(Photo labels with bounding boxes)
* BEGIN *
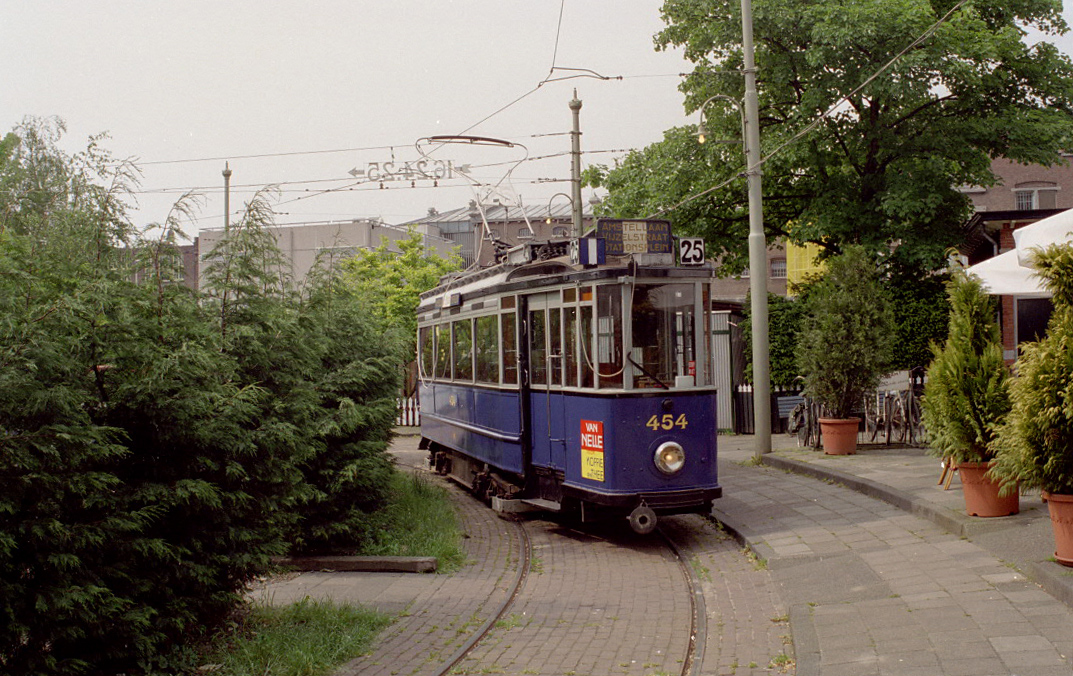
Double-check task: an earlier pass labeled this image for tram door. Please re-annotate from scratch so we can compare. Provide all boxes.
[527,291,567,470]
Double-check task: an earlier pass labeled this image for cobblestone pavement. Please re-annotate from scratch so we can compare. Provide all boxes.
[661,516,793,676]
[450,519,691,676]
[716,446,1073,676]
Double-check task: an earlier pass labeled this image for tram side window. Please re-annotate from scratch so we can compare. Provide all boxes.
[580,305,594,387]
[417,326,436,379]
[529,309,547,385]
[452,319,473,380]
[562,308,577,387]
[432,324,451,380]
[473,314,499,383]
[597,285,622,387]
[547,308,562,385]
[499,313,518,385]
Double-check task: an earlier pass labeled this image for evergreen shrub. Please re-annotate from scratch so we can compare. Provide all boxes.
[991,245,1073,495]
[0,120,398,676]
[797,247,894,420]
[921,270,1010,462]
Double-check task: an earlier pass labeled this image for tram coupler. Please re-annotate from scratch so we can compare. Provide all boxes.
[626,503,659,535]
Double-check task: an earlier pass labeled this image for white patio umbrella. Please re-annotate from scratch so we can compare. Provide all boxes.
[969,209,1073,298]
[1013,209,1073,265]
[969,249,1050,298]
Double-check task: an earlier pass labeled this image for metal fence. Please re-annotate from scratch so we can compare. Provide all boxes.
[732,385,802,435]
[395,392,421,427]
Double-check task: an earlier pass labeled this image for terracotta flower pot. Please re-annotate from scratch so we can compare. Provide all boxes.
[820,417,861,455]
[1043,491,1073,565]
[957,462,1020,516]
* END *
_What you are asked to do_. Turn the material above into a two-column CSV with the header columns "instruction" and "annotation", with one row for each text and its answer. Put each value in a single quoted field with line breaks replaced by spaces, and leave the pictures out.

_Response_.
instruction,annotation
"Double-check task: an earlier pass labeled this image for tram door. Please re-annotate from scratch so we can compare. Provide all boxes.","[527,291,567,470]"
"Double-check task: an earlier pass labeled this image for cobblestone pavement. Please re-annotate from scratch so we can compare. Provide all boxes.","[661,516,793,676] [450,519,691,676] [716,446,1073,676]"
"Double-check task: an earlier pass labeled this image for tram side window. Please re-annotate from scratch so we can compare. Provide all boxes.","[580,305,594,387] [417,326,436,379] [529,309,547,385] [452,319,473,380] [562,308,577,387] [432,324,451,380] [473,314,499,383] [597,285,622,387] [547,308,562,385] [499,313,518,385]"
"Double-check task: an earlier pass labeled this image for evergreen shrub. Please re-annotate from scratch so we can compare. Provide all boxes.","[991,245,1073,495] [0,120,398,676] [797,247,894,420] [921,270,1010,462]"
"Double-check task: an earlier pass labeled this image for tram coupler. Please re-annotate from scratch so we can compare. Provide all boxes.","[626,503,659,535]"
"Double-check task: an earlier pass labeled this image for white patio umbrella. Please re-annotate from scratch so we can compare. Provide all boxes.","[969,209,1073,298] [1013,209,1073,265] [969,249,1050,298]"
"Double-check task: an earlier pass labeled this image for metal fence. Please re-annotate from scratch so we can compare. Provide all boxes.","[732,385,802,435] [395,392,421,427]"
"Double-check task: an earlier pass labeled this image for terracotta flower pot. Please re-annotate from scratch so we can compare. Provide all boxes.","[820,417,861,455] [1043,491,1073,565] [957,462,1020,516]"